#### Work to be completed
Go through the data below and work out how many lines contain "segment"; the answer is the number alone.
===== Given records
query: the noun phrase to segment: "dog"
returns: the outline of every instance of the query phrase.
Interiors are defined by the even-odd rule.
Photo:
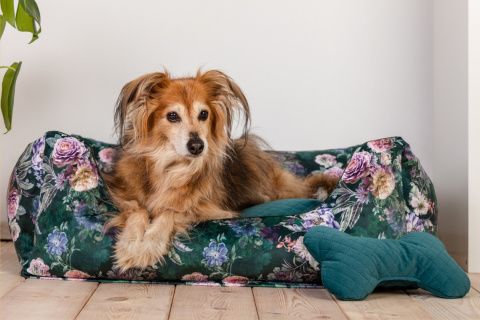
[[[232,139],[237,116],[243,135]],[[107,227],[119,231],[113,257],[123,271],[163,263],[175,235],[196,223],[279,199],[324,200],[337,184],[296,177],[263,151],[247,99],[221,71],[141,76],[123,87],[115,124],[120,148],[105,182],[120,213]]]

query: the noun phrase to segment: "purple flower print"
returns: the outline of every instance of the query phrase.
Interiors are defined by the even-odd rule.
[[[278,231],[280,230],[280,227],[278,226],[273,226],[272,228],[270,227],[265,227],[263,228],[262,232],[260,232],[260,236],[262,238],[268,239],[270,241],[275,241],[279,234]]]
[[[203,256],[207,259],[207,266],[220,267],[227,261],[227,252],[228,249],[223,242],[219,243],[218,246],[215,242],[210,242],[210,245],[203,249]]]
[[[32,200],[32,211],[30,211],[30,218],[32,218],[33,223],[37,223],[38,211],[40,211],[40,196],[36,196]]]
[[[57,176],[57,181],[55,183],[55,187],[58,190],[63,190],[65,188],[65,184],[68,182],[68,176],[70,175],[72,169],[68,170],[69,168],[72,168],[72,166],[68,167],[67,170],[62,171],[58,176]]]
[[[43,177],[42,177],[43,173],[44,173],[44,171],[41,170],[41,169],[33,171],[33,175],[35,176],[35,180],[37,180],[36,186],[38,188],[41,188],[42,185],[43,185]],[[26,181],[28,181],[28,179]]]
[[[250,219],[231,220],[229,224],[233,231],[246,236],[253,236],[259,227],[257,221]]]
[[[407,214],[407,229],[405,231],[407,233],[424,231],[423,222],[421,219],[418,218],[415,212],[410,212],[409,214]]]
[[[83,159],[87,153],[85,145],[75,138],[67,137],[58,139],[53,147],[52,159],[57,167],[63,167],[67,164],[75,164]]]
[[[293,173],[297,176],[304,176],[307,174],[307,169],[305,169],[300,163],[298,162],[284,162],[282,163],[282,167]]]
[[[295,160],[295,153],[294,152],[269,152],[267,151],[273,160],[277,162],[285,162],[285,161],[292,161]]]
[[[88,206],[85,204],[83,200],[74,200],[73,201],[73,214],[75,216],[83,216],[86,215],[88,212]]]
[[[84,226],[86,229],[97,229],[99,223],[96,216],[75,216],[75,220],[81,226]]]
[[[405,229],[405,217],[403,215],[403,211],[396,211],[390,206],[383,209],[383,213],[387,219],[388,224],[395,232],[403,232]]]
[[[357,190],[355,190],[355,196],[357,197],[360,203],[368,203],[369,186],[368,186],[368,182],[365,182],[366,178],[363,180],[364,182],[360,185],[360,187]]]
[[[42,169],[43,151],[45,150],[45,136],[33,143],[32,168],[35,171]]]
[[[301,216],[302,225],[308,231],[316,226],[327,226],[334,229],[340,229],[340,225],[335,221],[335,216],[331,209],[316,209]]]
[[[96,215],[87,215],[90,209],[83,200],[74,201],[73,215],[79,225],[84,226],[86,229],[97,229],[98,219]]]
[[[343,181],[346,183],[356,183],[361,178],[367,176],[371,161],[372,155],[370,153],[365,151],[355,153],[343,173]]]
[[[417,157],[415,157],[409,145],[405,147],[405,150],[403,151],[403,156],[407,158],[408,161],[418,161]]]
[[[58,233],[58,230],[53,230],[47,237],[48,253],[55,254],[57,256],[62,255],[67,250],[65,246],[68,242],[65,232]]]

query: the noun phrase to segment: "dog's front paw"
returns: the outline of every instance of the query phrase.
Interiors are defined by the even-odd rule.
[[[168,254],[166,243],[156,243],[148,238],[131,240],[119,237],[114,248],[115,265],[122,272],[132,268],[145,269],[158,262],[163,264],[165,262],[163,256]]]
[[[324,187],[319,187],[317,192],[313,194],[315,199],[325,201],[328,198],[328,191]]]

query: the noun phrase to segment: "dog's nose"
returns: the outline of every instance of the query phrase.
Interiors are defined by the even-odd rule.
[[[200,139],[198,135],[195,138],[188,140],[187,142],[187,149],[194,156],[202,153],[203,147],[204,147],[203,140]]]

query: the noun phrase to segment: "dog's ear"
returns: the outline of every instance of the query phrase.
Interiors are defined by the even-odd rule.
==========
#### Written reply
5